Court exercice a:
Répondez à ces questions sur le récit de voyage à Bagan :
(i) Combien d'heures a duré la descente de l'Irrawaddy en « speed boat » ?
(ii) Combien de temples se dressent exactement sur le site de Vieux Bagan ?
(iii) Quel taux de change obtient-on à l'endroit où Kiu Kiu conduit la voyageuse ?

Départ de Mandalay tôt le matin pour Bagan en « speed boat » ... lequel porte bien son nom puisque nous avons mis 9 heures pour descendre l'Irrawaddy et les 208 km qui séparent les deux villes ! Le matin il faisait très froid et à midi une chaleur caniculaire ... un peu longuet mais tranquille et un très beau paysage, le long des rives plates et sablonneuses bordées de cultures de toutes sortes de granulés et d'arbres : des « dani » ou palmiers Nipah à l'extrémité des feuilles jaunies, de cocotiers et d' arbres du voyageur avec leur feuilles en éventail, d''épicéas, de forêts d'acajou, de bosquets de bambous ... et des buffles d'eau à la couleur caramel. Nous croisons d'immenses barques chargées de centaines de troncs de teck énormes, mais peu de pêcheurs. Sur la route des femmes n'hésitent pas à se tremper pour approcher le bateau etnous lancer des bananes contre quelques kyats ...
Bagan est aujourd'hui divisée en deux : « New Bagan » et « Old Bagan ».
En fait il s'agit plutôt de groupes de villages. Après que ses habitants ont été « délogés » il y a 20 ans, vers New Bagan, Vieux Bagan est désormais exclusivement un site archéologique, où se dressent des centaines de temples (2219 exactement) construits entre le 11ème et le 13ème siècle par les souverains successifs.
Je suis logée à « New Bagan », dans le plus charmant des hôtels depuis le début de mon voyage, un « hôtel de charme », très calme... Je vais enfin pouvoir me reposer du vacarme de Mandalay. Mais c'est un « hôtel d'Etat » bien sûr et les services annexes sont hyper chers. Donc je vais tout boycotter comme d'habitude, ce qui va m'amener à faire de belles rencontres...
Au bout de 3 jours, tout le monde me connait dans « ma rue » (qui est un chemin de terre ), et Kiu Kiu, rencontrée par hasard au marché où je suis allée acheter un pull en prévision du froid du lac Inle, va me faire visiter son atelier de peintures qu'elle vend à l'entrée des temples, ensuite elle m'emmène au pas de course (j'ai du mal à la suivre) par des petits chemins de sable, jusque sur les bords du fleuve voir un temple, puis au retour elle me conduit au seul endroit de Bagan où l'on peut trouver un bon taux de change ( 1 dollar pour 800 Kyats - prononcer « chatte » - alors qu'à l'hôtel et partout ailleurs c'est 1 dollar pour.. 700 K au mieux....il n'y a pas de cours officiel ici, c'est la débrouille, au meilleur offrant), Enfin elle m'emmène déjeuner dans un resto à 1000 K où je partage mon plat avec elle, et me régale !

Enregistrements affichés:
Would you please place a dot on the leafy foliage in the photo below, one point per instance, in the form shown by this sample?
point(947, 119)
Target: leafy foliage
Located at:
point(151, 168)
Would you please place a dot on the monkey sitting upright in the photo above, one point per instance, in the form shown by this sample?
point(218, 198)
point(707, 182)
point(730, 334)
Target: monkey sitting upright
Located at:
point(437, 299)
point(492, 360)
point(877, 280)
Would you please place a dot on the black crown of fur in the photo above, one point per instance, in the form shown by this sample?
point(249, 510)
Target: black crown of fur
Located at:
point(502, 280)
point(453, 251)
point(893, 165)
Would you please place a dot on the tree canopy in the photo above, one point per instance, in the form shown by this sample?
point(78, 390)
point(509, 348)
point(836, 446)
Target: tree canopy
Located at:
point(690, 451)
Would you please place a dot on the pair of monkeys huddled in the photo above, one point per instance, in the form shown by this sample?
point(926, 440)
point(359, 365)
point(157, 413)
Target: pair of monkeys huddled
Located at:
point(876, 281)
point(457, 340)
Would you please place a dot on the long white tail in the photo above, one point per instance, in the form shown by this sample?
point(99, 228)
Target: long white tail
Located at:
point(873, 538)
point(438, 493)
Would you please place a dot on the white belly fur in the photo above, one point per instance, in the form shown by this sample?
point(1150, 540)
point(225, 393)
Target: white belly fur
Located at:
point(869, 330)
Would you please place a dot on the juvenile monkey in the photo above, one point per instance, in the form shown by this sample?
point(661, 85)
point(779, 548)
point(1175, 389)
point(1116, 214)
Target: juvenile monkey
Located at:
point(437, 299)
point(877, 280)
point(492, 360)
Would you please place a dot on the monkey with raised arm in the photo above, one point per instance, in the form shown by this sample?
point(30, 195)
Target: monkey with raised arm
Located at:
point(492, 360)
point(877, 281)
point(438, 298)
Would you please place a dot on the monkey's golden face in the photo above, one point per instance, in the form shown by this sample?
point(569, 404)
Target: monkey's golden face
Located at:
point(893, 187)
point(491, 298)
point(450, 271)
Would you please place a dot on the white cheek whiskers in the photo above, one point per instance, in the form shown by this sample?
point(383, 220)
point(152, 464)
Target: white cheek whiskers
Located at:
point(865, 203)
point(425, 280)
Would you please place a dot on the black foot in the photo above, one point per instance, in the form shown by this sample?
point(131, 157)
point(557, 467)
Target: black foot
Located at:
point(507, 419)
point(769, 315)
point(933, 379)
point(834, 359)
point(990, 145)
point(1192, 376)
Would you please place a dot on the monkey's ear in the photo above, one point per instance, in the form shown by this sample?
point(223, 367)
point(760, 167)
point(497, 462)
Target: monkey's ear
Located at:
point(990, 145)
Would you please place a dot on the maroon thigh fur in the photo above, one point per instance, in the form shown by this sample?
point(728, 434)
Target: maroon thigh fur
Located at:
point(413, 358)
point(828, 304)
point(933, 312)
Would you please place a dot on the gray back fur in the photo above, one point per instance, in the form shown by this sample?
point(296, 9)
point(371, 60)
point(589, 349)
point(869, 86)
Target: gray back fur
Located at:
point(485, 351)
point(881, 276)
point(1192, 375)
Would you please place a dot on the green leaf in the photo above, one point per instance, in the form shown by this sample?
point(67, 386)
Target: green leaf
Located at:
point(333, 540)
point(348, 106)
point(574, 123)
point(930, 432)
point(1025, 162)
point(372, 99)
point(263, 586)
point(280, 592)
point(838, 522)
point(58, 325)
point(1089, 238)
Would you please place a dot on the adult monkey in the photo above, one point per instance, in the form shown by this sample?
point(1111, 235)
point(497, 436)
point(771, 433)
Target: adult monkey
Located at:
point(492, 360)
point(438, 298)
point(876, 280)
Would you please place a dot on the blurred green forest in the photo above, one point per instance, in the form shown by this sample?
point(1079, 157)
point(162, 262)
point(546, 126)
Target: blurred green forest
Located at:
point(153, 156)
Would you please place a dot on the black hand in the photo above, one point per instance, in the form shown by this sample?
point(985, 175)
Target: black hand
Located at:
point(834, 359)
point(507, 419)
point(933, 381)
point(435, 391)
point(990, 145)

Court exercice b: Décalez de 42 chaque coordonnée des points placés après « Located at: » dans les enregistrements, en commençant à la ligne qui contient « Would you please place a dot on the monkey's golden » et en terminant à celle qui contient « point(450, 271) ». Recopiez toutes ces lignes sans en omettre aucune.

Réponse attendue a:
(i) 9 heures.
(ii) 2219 temples.
(iii) 1 dollar pour 800 kyats.

Réponse attendue b:
Would you please place a dot on the monkey's golden face in the photo above, one point per instance, in the form shown by this sample?
point(569, 404)
Target: monkey's golden face
Located at:
point(935, 229)
point(533, 340)
point(492, 313)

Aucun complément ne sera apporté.